ЗАДАНИЯ »
- 1) Извлеките из фрагмента о появлении джаза в Европе текст между «Оркестранты сыграли французский» и «женщин и детей!», включая оба этих места.
- 2) Какой гимн сыграли оркестранты во Франции, согласно фрагменту о появлении джаза в Европе?

ФРАГМЕНТ »
Новый человек из пробирки

Новый человек из пробирки

Темнокожие американские солдаты познакомили Европу с джазом. 15-й полк из Нью-Йорка высадился во Франции в сопровождении большого полкового джаз-банда. Европейцы не без удивления взирали и на полк, и на оркестр – все были неграми (понятие афроамериканец еще не вошло в употребление).

Оркестранты сыграли французский национальный гимн «Марсельеза», но французы не могли его узнать, настолько необычно он звучал. Местные музыканты страшно заинтересовались невиданным оркестром. Им объяснили: дело не в диковинных инструментах, а в том, как играют джаз.

Англия с Францией призвали на помощь колонии. В британской армии воевали индийцы. Во французской – алжирцы и сенегальцы. После войны цветные солдаты французской армии служили на территории оккупированной Рейнской области. Некоторые темнокожие солдаты понравились немкам, и это вызвало у немецких националистов едва ли не больший гнев, чем само поражение в войне. Волна животного расизма охватила депутатов рейхстага от всех партий:

– Эти дикари представляют собой зловещую опасность для немецких женщин и детей!

Военный министр Густав Носке был вне себя:

– Наша молодежь опозорена! Достоинство немцев и белой расы топчут ногами!

У Адольфа Гитлера был свой взгляд: «Черных на Рейн прислали евреи – с намерением уничтожить белую расу».

СОХРАНЁННЫЕ ЗАПИСИ »

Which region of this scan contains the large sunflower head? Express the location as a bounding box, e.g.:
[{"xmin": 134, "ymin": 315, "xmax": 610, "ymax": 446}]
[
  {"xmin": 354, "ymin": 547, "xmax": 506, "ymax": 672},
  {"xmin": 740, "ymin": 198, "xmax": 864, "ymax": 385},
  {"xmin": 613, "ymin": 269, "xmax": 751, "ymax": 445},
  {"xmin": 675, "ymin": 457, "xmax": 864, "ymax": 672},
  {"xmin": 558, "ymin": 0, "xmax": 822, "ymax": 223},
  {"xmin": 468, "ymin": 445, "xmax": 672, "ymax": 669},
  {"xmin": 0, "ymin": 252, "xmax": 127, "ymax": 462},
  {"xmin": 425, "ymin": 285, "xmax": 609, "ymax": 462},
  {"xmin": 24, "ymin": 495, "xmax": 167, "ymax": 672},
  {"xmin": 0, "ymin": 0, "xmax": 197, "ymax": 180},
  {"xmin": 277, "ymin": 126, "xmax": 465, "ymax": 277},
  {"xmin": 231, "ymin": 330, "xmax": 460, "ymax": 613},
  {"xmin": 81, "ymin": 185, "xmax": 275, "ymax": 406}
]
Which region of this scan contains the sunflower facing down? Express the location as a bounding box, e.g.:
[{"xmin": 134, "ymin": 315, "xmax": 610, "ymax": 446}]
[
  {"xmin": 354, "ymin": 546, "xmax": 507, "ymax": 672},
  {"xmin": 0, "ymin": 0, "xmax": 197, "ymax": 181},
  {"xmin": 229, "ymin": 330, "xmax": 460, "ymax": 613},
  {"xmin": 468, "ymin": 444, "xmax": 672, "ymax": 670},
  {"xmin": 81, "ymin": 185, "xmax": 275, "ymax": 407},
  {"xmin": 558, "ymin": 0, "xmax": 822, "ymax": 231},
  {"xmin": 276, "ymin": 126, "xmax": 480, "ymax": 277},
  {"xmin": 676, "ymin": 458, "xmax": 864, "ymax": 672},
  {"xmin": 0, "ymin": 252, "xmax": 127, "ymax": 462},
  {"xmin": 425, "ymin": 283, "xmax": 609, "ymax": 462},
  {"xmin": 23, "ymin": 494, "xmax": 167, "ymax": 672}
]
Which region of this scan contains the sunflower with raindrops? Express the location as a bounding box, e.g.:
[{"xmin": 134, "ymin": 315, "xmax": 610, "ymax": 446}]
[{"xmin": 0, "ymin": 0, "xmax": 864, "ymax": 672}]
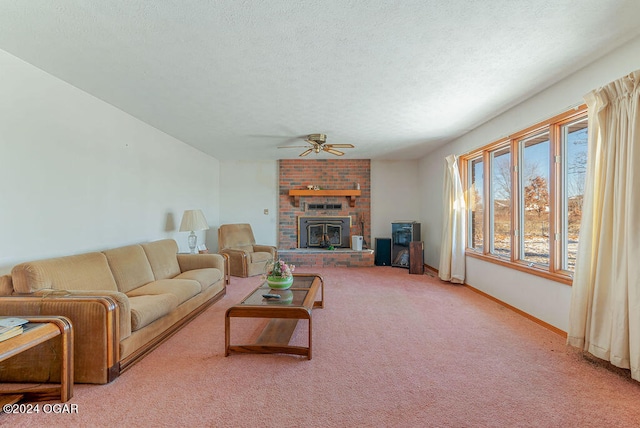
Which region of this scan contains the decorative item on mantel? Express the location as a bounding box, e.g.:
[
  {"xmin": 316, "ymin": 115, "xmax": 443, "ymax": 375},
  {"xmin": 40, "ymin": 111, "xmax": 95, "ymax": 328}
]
[
  {"xmin": 266, "ymin": 259, "xmax": 296, "ymax": 290},
  {"xmin": 180, "ymin": 210, "xmax": 209, "ymax": 254}
]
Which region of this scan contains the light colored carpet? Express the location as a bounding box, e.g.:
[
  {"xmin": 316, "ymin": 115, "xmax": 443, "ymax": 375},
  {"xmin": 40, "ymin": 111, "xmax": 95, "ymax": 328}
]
[{"xmin": 0, "ymin": 267, "xmax": 640, "ymax": 427}]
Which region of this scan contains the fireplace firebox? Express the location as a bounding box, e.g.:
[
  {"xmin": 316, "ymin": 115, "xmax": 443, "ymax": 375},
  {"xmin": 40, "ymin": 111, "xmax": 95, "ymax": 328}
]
[{"xmin": 298, "ymin": 216, "xmax": 351, "ymax": 248}]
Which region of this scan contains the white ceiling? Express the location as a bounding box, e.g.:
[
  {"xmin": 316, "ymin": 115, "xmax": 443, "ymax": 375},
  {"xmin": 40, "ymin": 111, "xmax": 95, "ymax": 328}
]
[{"xmin": 0, "ymin": 0, "xmax": 640, "ymax": 160}]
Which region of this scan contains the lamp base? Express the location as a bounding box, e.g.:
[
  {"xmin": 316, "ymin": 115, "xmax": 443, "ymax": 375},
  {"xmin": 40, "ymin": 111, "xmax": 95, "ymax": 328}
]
[{"xmin": 187, "ymin": 230, "xmax": 198, "ymax": 254}]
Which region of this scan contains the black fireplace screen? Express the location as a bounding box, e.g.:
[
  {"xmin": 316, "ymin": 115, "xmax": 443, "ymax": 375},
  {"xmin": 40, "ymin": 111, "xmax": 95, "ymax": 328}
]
[{"xmin": 298, "ymin": 216, "xmax": 351, "ymax": 248}]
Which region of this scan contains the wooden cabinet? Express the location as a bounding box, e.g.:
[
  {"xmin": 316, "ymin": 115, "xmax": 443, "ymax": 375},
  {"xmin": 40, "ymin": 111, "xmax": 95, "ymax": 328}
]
[
  {"xmin": 391, "ymin": 221, "xmax": 421, "ymax": 268},
  {"xmin": 409, "ymin": 241, "xmax": 424, "ymax": 275}
]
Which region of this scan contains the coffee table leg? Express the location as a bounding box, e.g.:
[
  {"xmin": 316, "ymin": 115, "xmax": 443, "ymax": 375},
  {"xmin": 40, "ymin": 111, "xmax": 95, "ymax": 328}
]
[
  {"xmin": 224, "ymin": 313, "xmax": 231, "ymax": 357},
  {"xmin": 307, "ymin": 316, "xmax": 313, "ymax": 360}
]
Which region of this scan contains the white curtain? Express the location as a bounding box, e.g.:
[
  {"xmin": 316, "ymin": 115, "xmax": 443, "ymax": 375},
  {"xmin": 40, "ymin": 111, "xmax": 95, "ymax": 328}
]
[
  {"xmin": 438, "ymin": 155, "xmax": 466, "ymax": 284},
  {"xmin": 567, "ymin": 70, "xmax": 640, "ymax": 381}
]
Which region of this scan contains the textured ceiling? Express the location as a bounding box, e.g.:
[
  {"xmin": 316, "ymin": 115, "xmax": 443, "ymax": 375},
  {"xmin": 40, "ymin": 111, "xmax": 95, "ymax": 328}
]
[{"xmin": 0, "ymin": 0, "xmax": 640, "ymax": 160}]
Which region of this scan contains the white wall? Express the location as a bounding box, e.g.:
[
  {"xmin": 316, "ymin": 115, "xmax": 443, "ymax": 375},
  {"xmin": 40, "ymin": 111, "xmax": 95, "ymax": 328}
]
[
  {"xmin": 420, "ymin": 38, "xmax": 640, "ymax": 331},
  {"xmin": 220, "ymin": 161, "xmax": 278, "ymax": 246},
  {"xmin": 369, "ymin": 160, "xmax": 429, "ymax": 247},
  {"xmin": 0, "ymin": 50, "xmax": 219, "ymax": 273}
]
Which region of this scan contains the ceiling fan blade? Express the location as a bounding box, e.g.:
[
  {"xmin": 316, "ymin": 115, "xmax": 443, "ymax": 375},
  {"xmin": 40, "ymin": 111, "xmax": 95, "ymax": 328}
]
[
  {"xmin": 322, "ymin": 146, "xmax": 344, "ymax": 156},
  {"xmin": 325, "ymin": 144, "xmax": 355, "ymax": 149}
]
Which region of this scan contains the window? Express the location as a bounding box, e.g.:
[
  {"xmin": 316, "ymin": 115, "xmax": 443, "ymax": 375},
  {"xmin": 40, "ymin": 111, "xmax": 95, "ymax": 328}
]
[
  {"xmin": 516, "ymin": 132, "xmax": 551, "ymax": 266},
  {"xmin": 489, "ymin": 147, "xmax": 511, "ymax": 259},
  {"xmin": 467, "ymin": 158, "xmax": 484, "ymax": 251},
  {"xmin": 461, "ymin": 105, "xmax": 587, "ymax": 283}
]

ОТВЕТЫ ПО ЗАДАНИЯМ »
- 1)
Оркестранты сыграли французский национальный гимн «Марсельеза», но французы не могли его узнать, настолько необычно он звучал. Местные музыканты страшно заинтересовались невиданным оркестром. Им объяснили: дело не в диковинных инструментах, а в том, как играют джаз.

Англия с Францией призвали на помощь колонии. В британской армии воевали индийцы. Во французской – алжирцы и сенегальцы. После войны цветные солдаты французской армии служили на территории оккупированной Рейнской области. Некоторые темнокожие солдаты понравились немкам, и это вызвало у немецких националистов едва ли не больший гнев, чем само поражение в войне. Волна животного расизма охватила депутатов рейхстага от всех партий:

– Эти дикари представляют собой зловещую опасность для немецких женщин и детей!

- 2) Французский национальный гимн «Марсельеза».